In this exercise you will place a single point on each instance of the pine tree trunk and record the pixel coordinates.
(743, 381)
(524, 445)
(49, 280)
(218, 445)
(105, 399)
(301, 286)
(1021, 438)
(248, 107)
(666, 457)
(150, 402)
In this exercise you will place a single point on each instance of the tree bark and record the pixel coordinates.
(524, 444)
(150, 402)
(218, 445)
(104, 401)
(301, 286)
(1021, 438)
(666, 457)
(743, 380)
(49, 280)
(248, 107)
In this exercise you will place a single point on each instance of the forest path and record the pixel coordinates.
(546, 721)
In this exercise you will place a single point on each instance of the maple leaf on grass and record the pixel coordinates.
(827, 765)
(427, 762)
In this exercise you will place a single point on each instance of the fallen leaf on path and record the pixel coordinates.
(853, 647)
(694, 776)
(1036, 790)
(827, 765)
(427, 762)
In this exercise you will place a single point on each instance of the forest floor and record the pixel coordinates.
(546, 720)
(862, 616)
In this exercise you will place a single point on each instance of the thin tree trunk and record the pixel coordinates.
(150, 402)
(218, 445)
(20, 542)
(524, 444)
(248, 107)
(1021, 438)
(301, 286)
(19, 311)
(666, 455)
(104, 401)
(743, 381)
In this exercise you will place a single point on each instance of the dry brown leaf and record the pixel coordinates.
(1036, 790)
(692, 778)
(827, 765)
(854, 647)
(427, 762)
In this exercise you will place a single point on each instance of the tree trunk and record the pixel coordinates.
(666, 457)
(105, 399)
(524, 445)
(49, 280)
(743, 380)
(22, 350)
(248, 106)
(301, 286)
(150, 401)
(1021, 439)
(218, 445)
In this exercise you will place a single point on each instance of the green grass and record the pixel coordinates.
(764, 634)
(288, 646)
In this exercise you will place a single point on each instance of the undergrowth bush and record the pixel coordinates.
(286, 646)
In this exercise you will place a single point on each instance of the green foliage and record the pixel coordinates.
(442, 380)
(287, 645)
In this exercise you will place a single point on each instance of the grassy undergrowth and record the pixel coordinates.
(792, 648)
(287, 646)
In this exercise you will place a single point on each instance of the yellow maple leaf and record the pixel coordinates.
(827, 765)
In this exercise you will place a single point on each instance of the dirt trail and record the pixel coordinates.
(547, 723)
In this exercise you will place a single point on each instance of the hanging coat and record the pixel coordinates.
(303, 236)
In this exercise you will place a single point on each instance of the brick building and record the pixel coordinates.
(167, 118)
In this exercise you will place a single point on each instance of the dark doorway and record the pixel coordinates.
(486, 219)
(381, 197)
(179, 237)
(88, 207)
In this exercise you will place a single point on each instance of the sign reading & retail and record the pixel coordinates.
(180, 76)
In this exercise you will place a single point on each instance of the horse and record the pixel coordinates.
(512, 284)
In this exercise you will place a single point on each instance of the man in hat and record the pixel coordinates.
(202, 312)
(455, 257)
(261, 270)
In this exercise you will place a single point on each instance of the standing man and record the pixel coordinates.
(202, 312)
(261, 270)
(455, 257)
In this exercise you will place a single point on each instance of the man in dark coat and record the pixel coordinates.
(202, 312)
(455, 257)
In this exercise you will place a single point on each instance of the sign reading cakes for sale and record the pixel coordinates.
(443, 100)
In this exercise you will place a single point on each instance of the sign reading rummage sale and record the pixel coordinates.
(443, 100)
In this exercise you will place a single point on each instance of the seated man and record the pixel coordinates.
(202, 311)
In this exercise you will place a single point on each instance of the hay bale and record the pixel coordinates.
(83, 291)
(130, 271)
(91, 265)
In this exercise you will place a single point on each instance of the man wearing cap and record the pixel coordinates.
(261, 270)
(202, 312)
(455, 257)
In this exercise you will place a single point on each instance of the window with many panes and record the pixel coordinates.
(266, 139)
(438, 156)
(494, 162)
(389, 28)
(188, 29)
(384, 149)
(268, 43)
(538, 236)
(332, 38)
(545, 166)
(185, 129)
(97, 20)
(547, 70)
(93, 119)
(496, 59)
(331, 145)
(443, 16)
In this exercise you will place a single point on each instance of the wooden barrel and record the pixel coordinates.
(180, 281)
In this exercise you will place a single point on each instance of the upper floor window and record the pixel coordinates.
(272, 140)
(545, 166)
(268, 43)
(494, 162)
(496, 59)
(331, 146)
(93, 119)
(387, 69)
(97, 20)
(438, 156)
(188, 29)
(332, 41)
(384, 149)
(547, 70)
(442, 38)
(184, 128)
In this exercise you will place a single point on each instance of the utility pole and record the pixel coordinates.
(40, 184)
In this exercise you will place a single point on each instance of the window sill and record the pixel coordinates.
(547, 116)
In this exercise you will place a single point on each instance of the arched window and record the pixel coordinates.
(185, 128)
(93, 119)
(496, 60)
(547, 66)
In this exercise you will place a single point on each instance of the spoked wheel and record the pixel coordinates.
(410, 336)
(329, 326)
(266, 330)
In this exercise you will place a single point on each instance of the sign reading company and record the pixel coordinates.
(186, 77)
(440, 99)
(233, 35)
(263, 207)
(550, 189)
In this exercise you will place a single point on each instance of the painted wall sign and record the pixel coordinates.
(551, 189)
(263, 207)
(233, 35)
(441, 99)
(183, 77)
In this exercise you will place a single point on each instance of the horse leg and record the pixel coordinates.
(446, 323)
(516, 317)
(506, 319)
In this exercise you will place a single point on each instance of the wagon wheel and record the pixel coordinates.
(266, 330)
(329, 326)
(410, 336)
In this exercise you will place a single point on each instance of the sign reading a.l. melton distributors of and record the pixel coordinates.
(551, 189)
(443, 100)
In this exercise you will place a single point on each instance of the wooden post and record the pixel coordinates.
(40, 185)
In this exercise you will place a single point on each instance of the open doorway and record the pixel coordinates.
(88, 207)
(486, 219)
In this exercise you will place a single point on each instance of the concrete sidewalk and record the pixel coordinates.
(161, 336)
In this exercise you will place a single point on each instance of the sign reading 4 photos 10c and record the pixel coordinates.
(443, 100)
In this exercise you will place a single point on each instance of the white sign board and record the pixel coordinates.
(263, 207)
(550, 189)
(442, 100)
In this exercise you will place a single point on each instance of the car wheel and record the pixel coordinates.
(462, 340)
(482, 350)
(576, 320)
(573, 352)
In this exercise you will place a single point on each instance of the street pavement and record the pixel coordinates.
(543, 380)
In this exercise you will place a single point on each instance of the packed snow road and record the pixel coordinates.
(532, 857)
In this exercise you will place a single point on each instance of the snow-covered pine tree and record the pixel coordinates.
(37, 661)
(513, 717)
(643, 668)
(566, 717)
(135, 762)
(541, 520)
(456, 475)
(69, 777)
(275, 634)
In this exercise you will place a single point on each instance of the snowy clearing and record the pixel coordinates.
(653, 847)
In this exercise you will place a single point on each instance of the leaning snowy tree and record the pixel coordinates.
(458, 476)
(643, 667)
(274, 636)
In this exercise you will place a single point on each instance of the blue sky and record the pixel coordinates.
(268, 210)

* **DIRECTION**
Quote every record above exactly.

* **ANSWER**
In this exercise you will place a single point on each instance of the pine tree trunk and record the pixel coordinates.
(743, 381)
(524, 445)
(49, 280)
(218, 445)
(105, 399)
(301, 286)
(1021, 438)
(248, 107)
(666, 457)
(150, 402)
In this exercise you will place a single point on each instance of the tree bark and record the pixel coordinates.
(524, 444)
(150, 402)
(218, 445)
(104, 401)
(301, 286)
(1021, 438)
(666, 457)
(743, 380)
(49, 280)
(248, 107)
In this exercise you will place a single point on each instance of the forest path and record the pixel coordinates.
(546, 721)
In this exercise you will place a single point on each instance of the maple leaf on grass and record the pixel coordinates.
(827, 765)
(427, 762)
In this exercise you will place a single point on each instance of the fallen leaf on path and record the pixel coordinates.
(853, 647)
(694, 776)
(1036, 790)
(827, 765)
(427, 762)
In this exercise you will place a single point on each instance of the forest floor and record the pixel coordinates.
(546, 720)
(862, 616)
In this exercise you will place a single point on each instance of the thin tree trunk and record the pixel coordinates.
(150, 402)
(218, 445)
(20, 542)
(524, 444)
(248, 107)
(1021, 438)
(301, 286)
(19, 311)
(666, 455)
(104, 401)
(743, 381)
In this exercise you will place a single point on each instance of the dry brown leaf and record the pixel coordinates.
(1036, 790)
(692, 778)
(827, 765)
(854, 647)
(427, 762)
In this exercise you will place a single point on each instance of the tree trunk and record the pixel coordinates.
(666, 457)
(105, 399)
(524, 445)
(49, 280)
(743, 380)
(22, 350)
(248, 106)
(301, 286)
(150, 401)
(1021, 439)
(218, 445)
In this exercise you will place a single point on each instance of the green grass and record the pixel coordinates.
(764, 634)
(288, 646)
In this exercise you will place a single point on each instance of the undergrowth bush and record the pixel coordinates.
(286, 646)
In this exercise you will place a single point on each instance of the green foliage and record the pixel coordinates.
(442, 380)
(287, 645)
In this exercise you will place a single point on each instance of the grassy undergrowth and record the pixel coordinates.
(792, 648)
(287, 646)
In this exercise you will place a single point on each instance of the yellow maple leaf and record the pixel coordinates.
(827, 765)
In this exercise you will place a single point on each instance of the dirt trail and record the pixel coordinates.
(547, 723)
In this exercise you will place a single point on each instance of the hanging coat and record the pixel coordinates.
(303, 236)
In this exercise you will place a single point on each instance of the brick building and record the pixel coordinates.
(167, 118)
In this exercise you will place a single point on each instance of the dark doorway and record the pixel coordinates.
(486, 219)
(381, 197)
(179, 237)
(88, 207)
In this exercise you will place a single point on each instance of the sign reading & retail and record the pixel coordinates.
(180, 76)
In this exercise you will place a single point on each instance of the horse and record the pixel coordinates.
(512, 284)
In this exercise you will place a single point on each instance of the man in hat and record the pixel coordinates.
(202, 312)
(455, 257)
(261, 270)
In this exercise you will place a single point on each instance of the standing man and record the pixel coordinates.
(202, 312)
(261, 270)
(455, 257)
In this exercise you will place a single point on each instance of the man in dark coat and record the pixel coordinates.
(202, 312)
(455, 257)
In this exercise you will place a single point on each instance of the sign reading cakes for sale and record the pixel coordinates.
(443, 100)
In this exercise you will place a single point on each instance of the sign reading rummage sale and record the pixel coordinates.
(443, 100)
In this exercise you will place a single point on each instance of the seated man and record the pixel coordinates.
(202, 311)
In this exercise you will place a single point on each instance of the hay bale and record the pixel coordinates.
(83, 291)
(130, 271)
(91, 265)
In this exercise you will place a single point on each instance of the man wearing cap and record the pixel coordinates.
(261, 270)
(202, 312)
(455, 257)
In this exercise you will place a single point on each instance of the window with many panes and record the pixel coordinates.
(266, 139)
(438, 156)
(494, 162)
(389, 28)
(188, 29)
(384, 149)
(268, 43)
(538, 236)
(332, 38)
(545, 166)
(185, 129)
(97, 20)
(547, 70)
(93, 119)
(496, 59)
(331, 145)
(443, 16)
In this exercise you will place a single point on each instance of the wooden barrel and record the pixel coordinates.
(180, 281)
In this exercise you will place a single point on each instance of the upper floor window and record the pixel coordinates.
(272, 140)
(545, 166)
(268, 43)
(494, 162)
(496, 59)
(331, 146)
(93, 119)
(387, 69)
(97, 20)
(438, 156)
(188, 29)
(332, 41)
(384, 149)
(547, 70)
(442, 38)
(184, 128)
In this exercise you will place a single point on each instance of the utility pole and record the pixel coordinates.
(40, 184)
In this exercise you will place a single point on each instance of the window sill and record the pixel coordinates.
(547, 116)
In this exercise you will place a single point on each instance of the arched window and record the pixel coordinates.
(185, 128)
(93, 119)
(496, 60)
(547, 66)
In this exercise you will place a single point on each instance of the spoked wheel and record the pixel coordinates.
(410, 336)
(329, 326)
(266, 330)
In this exercise you will place a single point on each instance of the sign reading company and record the pixel coordinates.
(186, 77)
(440, 99)
(233, 35)
(263, 207)
(550, 189)
In this exercise you will place a single point on each instance of the painted wall sign and record the pixel coordinates.
(551, 189)
(263, 207)
(233, 35)
(441, 99)
(183, 77)
In this exercise you will place a single point on each instance of the horse leg and record the pixel coordinates.
(446, 323)
(516, 317)
(506, 319)
In this exercise you will place a single point on each instance of the wagon wheel and record the pixel coordinates.
(266, 330)
(329, 326)
(410, 336)
In this exercise you will place a single point on each instance of the sign reading a.l. melton distributors of and record the pixel coordinates.
(551, 189)
(443, 100)
In this exercise you will place a single point on each instance of the wooden post and record the pixel coordinates.
(40, 185)
In this exercise you will place a single point on each instance of the open doorway and record the pixel coordinates.
(88, 207)
(486, 219)
In this exercise you will place a single point on each instance of the concrete sidewalk and record the pixel coordinates.
(161, 336)
In this exercise you will place a single point on each instance of the sign reading 4 photos 10c and record the pixel coordinates.
(443, 100)
In this exercise you will place a single point on each instance of the white sign board and record the pixel coordinates.
(263, 207)
(550, 189)
(442, 100)
In this exercise you will place a single point on each instance of the car wheel and record the pixel coordinates.
(462, 340)
(482, 350)
(576, 320)
(573, 352)
In this exercise you will place a single point on each instance of the street pavement and record the pixel coordinates.
(543, 380)
In this exercise you will place a single point on each instance of the packed snow road and record the pixel coordinates.
(532, 857)
In this exercise you will place a single point on each instance of the snow-covered pine tree and record the pixel coordinates.
(37, 661)
(513, 717)
(643, 668)
(566, 717)
(135, 762)
(541, 520)
(456, 475)
(69, 777)
(275, 634)
In this exercise you will place a single point on each instance of the snowy clearing and record the pixel coordinates.
(653, 847)
In this exercise you will place a single point on each instance of the leaning snowy tree and record the pixel coordinates.
(458, 476)
(643, 667)
(274, 636)
In this exercise you will place a single point on each instance of the blue sky and record the pixel coordinates.
(268, 210)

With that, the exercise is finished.